Requirement A: In the passage on bots in social networking, what does someone find after replying to an interesting post in the hope of starting a conversation?
Requirement B: Using the passage on bots in social networking, explain why the topic has come to concern the writer more and more over the past couple of years.

Text passage:
◇ ◇ ◇ ◇ ◇
For a good couple of years this is a topic that has started to concern me more and more, since I have begun to notice how plenty of times when you start engaging through online social networking tools, specially, on the Social Web, you bump into a whole bunch of interesting posts with relevant links, only to respond back, with the hope of starting off, or following, a conversation, and then to find out that no-one is at the other end, after all. In fact, they have all left and they have just got bots / machines doing the work for them. Pretty much like we have been doing with email for a good few years. And just like we commoditised email back in the day, it’s starting to look like we are commoditising social networking for business along the very same lines.
◇ ◇ ◇ ◇ ◇
Source data:
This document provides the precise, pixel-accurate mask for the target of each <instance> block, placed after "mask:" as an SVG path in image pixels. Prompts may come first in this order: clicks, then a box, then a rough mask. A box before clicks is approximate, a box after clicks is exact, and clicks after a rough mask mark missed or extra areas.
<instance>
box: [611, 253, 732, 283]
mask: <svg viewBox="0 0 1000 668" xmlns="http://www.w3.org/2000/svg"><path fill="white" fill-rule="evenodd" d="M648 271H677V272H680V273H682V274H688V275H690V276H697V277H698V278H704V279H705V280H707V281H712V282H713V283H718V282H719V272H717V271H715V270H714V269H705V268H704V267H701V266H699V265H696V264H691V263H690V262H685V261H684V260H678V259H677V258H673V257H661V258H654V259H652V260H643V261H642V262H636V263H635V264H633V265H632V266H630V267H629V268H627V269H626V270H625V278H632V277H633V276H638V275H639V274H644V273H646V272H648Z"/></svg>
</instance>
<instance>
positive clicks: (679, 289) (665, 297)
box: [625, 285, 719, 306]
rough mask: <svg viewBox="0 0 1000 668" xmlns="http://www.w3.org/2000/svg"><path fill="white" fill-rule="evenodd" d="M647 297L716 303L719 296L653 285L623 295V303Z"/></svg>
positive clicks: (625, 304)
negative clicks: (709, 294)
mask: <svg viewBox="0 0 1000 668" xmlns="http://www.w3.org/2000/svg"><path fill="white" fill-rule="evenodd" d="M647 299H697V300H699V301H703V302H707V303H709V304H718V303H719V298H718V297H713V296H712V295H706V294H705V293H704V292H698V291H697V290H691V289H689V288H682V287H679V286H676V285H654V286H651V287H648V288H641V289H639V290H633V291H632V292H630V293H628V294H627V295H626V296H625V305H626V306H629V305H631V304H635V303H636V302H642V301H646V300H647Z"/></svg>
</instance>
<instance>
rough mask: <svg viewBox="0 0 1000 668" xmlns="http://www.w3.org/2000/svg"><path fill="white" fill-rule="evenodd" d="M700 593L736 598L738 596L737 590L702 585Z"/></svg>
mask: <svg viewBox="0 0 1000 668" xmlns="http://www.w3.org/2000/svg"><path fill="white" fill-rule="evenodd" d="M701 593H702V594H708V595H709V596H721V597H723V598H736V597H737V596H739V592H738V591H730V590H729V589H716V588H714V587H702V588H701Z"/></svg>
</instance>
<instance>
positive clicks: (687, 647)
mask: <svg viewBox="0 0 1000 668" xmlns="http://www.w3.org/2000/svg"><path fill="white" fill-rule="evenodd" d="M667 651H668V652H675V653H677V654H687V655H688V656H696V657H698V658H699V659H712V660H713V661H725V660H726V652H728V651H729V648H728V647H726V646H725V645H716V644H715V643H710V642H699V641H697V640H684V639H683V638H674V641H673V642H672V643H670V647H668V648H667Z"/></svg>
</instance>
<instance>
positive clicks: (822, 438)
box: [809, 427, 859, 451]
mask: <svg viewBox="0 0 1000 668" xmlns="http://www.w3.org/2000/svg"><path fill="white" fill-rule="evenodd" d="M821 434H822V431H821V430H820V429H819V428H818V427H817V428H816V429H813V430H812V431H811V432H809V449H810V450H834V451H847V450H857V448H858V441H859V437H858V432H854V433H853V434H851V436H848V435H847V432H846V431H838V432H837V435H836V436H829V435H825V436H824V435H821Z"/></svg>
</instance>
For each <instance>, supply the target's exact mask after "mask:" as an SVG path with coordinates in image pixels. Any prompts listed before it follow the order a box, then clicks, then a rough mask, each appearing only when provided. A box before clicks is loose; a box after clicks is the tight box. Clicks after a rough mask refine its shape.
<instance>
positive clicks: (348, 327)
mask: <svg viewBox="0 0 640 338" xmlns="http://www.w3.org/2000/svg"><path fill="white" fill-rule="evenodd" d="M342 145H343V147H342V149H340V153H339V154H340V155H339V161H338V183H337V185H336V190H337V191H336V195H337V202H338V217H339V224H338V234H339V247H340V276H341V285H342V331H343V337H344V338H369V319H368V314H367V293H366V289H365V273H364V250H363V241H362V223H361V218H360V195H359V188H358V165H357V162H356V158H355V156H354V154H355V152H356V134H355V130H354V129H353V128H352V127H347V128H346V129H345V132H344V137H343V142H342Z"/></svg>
◇ ◇ ◇ ◇ ◇
Expected output A: No one is at the other end; they have all left, and bots or machines are doing the work for them.

Expected output B: The writer has noticed that replies to interesting posts with relevant links often reach no one, because the people have left and bots or machines are doing the work for them. This makes it look as though social networking for business is being commoditized along the same lines as email.